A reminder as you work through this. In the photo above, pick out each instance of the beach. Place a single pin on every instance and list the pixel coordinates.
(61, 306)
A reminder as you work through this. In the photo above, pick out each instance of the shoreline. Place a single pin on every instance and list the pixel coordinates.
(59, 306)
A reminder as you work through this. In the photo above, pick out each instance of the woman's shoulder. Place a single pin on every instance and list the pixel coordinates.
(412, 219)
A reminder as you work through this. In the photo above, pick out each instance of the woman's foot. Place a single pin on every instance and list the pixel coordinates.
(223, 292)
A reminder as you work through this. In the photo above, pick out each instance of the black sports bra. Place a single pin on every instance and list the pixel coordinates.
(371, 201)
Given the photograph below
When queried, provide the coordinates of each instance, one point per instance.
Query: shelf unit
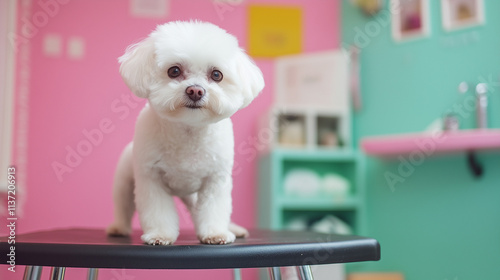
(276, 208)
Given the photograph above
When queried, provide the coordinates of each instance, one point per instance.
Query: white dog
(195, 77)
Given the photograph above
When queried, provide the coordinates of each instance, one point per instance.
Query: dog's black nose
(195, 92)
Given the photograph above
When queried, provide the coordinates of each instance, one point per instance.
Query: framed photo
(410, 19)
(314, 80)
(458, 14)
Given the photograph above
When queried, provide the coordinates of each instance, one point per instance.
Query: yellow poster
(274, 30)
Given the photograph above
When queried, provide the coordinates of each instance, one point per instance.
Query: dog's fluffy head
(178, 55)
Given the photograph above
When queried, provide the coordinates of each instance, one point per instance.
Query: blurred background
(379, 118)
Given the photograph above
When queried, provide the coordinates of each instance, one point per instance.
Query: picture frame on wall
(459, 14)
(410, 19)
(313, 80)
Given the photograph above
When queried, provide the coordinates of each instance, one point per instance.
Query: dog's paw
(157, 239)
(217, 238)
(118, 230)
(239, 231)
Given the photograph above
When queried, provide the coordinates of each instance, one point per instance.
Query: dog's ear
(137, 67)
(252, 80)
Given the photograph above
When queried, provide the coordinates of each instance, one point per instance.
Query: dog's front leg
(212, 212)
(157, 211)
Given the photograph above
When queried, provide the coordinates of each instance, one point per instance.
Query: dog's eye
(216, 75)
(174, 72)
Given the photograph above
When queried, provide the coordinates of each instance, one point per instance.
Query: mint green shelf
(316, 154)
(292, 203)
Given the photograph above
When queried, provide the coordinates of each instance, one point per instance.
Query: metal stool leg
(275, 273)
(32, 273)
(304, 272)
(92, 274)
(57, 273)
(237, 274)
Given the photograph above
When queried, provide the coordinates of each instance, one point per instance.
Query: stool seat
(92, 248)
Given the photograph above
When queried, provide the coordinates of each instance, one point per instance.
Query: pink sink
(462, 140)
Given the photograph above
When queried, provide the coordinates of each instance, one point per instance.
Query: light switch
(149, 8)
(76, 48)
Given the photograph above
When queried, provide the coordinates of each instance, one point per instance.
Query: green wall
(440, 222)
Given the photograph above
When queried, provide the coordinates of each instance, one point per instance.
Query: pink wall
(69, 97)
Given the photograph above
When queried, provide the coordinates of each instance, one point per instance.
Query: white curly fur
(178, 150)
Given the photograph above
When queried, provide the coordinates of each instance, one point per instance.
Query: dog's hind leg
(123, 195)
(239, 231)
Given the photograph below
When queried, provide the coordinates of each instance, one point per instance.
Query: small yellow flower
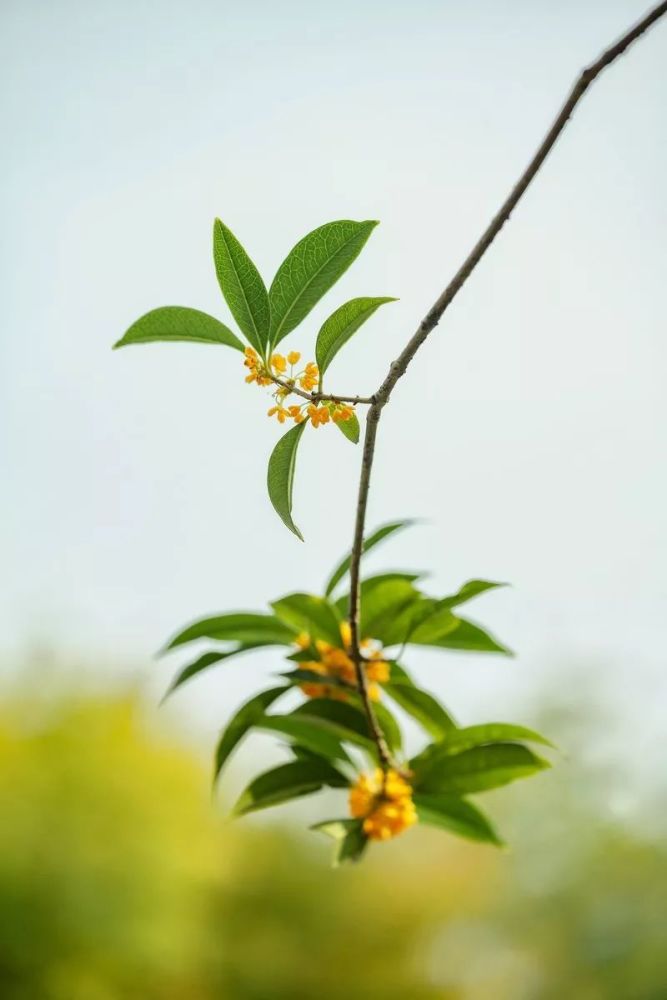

++++++++++

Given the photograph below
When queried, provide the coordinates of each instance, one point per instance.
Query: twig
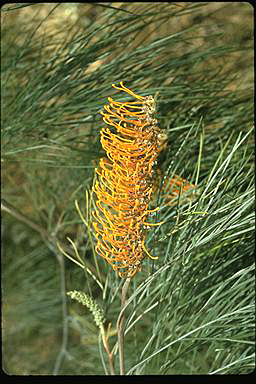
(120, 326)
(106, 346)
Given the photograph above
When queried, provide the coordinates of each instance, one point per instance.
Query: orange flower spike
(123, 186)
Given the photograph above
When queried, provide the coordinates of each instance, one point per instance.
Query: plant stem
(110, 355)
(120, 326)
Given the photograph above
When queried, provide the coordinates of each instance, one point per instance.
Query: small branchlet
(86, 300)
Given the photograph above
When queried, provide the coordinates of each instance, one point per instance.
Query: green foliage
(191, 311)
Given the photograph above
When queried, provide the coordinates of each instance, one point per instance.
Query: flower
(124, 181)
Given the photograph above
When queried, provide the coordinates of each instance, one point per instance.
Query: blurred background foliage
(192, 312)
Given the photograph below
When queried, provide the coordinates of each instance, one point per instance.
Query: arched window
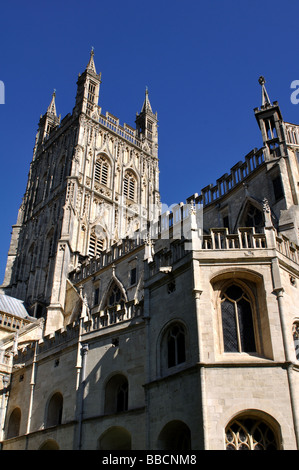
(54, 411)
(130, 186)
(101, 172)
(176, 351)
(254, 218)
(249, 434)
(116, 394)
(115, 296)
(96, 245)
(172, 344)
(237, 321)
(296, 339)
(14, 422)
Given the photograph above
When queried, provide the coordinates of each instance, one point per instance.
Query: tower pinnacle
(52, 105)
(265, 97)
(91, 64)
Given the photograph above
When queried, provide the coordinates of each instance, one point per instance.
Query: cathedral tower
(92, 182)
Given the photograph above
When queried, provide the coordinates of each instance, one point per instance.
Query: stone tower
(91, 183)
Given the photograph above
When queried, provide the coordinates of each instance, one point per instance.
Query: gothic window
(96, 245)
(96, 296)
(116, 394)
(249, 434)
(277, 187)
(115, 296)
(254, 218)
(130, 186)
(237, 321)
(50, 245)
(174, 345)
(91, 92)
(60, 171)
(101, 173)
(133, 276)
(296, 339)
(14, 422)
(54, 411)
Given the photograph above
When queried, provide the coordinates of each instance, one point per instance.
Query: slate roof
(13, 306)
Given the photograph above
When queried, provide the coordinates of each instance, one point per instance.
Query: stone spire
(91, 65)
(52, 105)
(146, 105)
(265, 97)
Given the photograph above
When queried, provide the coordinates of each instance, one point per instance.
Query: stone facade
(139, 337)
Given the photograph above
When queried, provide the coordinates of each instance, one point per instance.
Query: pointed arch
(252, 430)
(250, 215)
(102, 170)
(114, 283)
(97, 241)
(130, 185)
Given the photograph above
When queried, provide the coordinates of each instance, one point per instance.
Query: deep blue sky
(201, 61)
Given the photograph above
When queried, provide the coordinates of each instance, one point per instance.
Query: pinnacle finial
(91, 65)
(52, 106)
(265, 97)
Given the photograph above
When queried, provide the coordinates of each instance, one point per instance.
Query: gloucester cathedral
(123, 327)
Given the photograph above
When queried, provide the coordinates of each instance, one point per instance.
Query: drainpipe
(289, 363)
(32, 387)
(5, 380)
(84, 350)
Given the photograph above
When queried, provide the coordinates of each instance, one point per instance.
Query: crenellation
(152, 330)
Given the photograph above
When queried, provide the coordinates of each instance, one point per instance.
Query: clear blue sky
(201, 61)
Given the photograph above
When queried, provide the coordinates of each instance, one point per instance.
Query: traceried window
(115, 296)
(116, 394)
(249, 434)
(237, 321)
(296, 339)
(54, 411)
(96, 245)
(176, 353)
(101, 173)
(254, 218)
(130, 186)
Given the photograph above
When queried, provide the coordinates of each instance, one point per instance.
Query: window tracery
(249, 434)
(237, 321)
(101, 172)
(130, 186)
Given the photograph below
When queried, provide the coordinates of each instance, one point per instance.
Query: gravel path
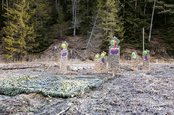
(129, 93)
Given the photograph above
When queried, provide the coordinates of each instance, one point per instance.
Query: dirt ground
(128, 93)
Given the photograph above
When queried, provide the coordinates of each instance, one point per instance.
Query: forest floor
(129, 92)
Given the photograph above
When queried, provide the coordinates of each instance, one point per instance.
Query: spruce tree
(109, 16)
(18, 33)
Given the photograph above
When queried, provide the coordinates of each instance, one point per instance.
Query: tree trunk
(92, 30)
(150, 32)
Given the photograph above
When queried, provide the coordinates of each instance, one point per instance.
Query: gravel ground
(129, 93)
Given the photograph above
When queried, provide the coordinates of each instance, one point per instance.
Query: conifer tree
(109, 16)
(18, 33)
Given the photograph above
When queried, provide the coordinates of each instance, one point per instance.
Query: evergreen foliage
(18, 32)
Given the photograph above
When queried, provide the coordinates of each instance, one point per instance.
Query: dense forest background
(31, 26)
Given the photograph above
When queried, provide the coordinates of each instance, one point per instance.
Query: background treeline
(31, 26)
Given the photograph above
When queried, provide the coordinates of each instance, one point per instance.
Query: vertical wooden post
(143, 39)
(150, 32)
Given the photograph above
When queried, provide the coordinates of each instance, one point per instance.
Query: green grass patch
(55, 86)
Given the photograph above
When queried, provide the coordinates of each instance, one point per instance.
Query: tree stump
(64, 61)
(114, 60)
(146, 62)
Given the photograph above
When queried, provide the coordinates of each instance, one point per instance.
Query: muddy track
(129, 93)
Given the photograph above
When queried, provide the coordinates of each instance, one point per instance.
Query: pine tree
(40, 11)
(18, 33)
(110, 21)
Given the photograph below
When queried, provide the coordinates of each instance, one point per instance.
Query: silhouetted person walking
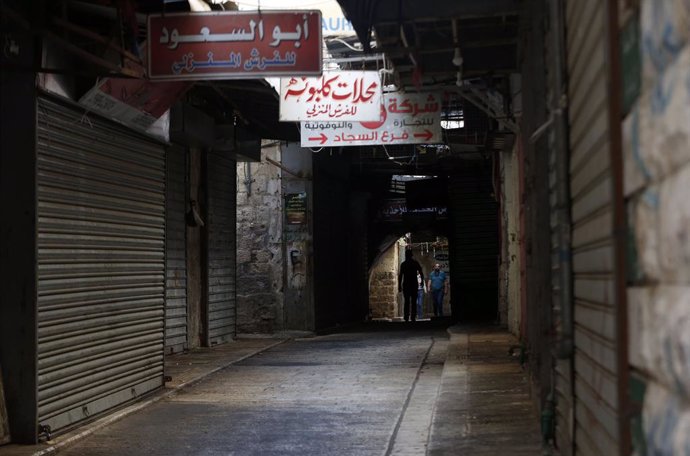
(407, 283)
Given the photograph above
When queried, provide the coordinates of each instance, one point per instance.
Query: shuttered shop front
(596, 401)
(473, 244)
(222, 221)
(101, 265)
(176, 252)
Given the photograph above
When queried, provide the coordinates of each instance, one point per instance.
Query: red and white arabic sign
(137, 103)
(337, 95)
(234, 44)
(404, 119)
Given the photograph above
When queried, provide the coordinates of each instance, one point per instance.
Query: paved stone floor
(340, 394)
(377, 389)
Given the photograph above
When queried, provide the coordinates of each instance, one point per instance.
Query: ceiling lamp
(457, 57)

++++++++++

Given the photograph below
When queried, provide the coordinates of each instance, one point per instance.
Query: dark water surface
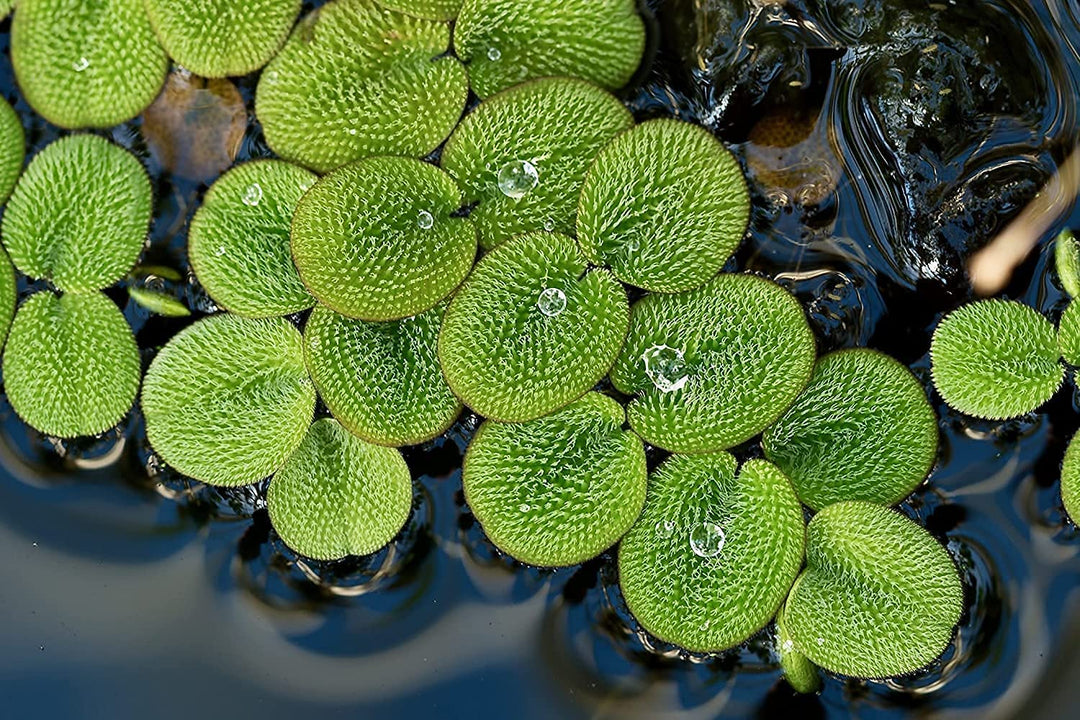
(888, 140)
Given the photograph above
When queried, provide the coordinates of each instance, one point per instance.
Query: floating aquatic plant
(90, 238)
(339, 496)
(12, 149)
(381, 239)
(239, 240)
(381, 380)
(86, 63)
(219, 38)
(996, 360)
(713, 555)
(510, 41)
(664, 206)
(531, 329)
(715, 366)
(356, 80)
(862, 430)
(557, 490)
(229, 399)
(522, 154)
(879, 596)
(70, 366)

++++++++++

**Directions**
Among the lines above, find the one with "Query: pink wall" and the one with "Query: small yellow flower". Quote both and everything between them, exactly.

**Response to the task**
Query: pink wall
(69, 97)
Given the photograph above
When queried, provide the coordinates of each instance, one point per instance.
Query: white curly fur
(178, 150)
Given the photograph above
When queried, provide the coordinates of each instance, one point per instance.
Query: dog's hind leg
(123, 195)
(239, 231)
Given the photograph below
When queried, provide the coordinates of each instance, one point per instance.
Query: small yellow flower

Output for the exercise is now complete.